Request 1: In the tap water isotope text, why were the IDR values square-root transformed?
Request 2: For each statement, say whether it agrees with the tap water isotope text. Answer yes or no and quote the deciding words. (a) San Francisco's IDR values were consistently higher than Salt Lake City's. (b) IDR showed regular seasonal changes in Salt Lake City. (c) The exhaustive search kept the three best models of each size.
Request 3: From the tap water isotope text, extract the passage starting at "We implemented these" and ending at "to 9 covariates).".

Text passage:

We implemented these variables as linear predictors for the square root of IDR of δ18O and conducted a model selection process using the regsubsets function in the leaps R package [43]. IDR values were square-root transformed to normalize their distribution and enforce positive values for IDR predictions. Values for population density, water use, and streamflow were strongly positively skewed and were natural log transformed prior to analysis. Briefly, regsubsets conducts a parameter search to determine the combination of predictor variables that leads to the best adjusted R2. We used the exhaustive search method and retained the single best model of each size (from 1 to 9 covariates).
Results
Temporal patterns of variability
Interdecile ranges differed consistently between Salt Lake City and San Francisco but were generally similar across time within each city (Fig 1), despite major variations in climate over the sampling periods represented at each site [23,25]. Tap water δ18O IDRs in Salt Lake City ranged from 0.6–1.7‰, averaging 1.1‰, across the eleven sampling periods. IDR values for San Francisco were consistently much higher, ranging from 8.1–10.2‰ and averaging 9.3‰ across the seven sampling periods. Although the IDR for each area varied somewhat across the sampling bouts, this variation was quite small in comparison with the IDR difference between the two areas. IDR did not exhibit regular seasonal changes in either city, but in both cities did show weak but coherent variation over time (i.e., IDR transitioned between higher and lower values progressively over time). These results suggest that, to first order, results from single sampling bouts can be used to characterize typical levels of tap water isotope δ-value variation within developed areas.
Multimodal distributions are plotted in blue, unimodal in red.

Provided records:
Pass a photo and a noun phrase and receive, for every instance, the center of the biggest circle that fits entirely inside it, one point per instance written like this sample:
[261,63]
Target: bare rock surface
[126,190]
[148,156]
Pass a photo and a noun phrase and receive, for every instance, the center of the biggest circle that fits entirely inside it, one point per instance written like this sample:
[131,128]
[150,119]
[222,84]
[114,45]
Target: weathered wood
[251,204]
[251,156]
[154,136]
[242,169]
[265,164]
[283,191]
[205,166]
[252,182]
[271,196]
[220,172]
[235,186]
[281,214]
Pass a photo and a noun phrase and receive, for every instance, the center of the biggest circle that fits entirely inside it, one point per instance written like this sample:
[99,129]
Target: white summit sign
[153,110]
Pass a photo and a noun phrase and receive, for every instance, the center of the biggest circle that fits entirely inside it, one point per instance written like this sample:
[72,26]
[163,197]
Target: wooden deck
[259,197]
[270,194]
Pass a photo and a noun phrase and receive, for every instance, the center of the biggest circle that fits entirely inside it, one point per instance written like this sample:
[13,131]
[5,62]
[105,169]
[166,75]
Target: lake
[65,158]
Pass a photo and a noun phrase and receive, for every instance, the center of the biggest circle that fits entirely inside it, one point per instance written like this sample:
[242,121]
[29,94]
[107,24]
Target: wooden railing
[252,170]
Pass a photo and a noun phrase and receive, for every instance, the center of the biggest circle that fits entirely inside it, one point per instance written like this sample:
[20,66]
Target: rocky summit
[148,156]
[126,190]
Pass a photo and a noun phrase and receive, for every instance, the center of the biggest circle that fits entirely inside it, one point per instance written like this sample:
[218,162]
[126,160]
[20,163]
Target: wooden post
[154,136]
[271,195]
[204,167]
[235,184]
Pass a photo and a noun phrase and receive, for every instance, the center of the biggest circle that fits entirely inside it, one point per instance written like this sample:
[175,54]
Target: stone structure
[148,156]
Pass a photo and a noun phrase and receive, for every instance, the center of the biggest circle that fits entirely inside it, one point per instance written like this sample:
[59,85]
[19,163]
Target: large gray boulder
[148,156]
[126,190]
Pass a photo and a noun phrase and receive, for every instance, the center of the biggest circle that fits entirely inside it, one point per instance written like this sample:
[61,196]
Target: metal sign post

Task response 1: The IDR values were square-root transformed to normalize their distribution. The transformation also made the IDR predictions positive.

Task response 2:
(a) Yes: "IDR values for San Francisco were consistently much higher"
(b) No: "IDR did not exhibit regular seasonal changes in either city"
(c) No: "retained the single best model of each size"

Task response 3:
We implemented these variables as linear predictors for the square root of IDR of δ18O and conducted a model selection process using the regsubsets function in the leaps R package [43]. IDR values were square-root transformed to normalize their distribution and enforce positive values for IDR predictions. Values for population density, water use, and streamflow were strongly positively skewed and were natural log transformed prior to analysis. Briefly, regsubsets conducts a parameter search to determine the combination of predictor variables that leads to the best adjusted R2. We used the exhaustive search method and retained the single best model of each size (from 1 to 9 covariates).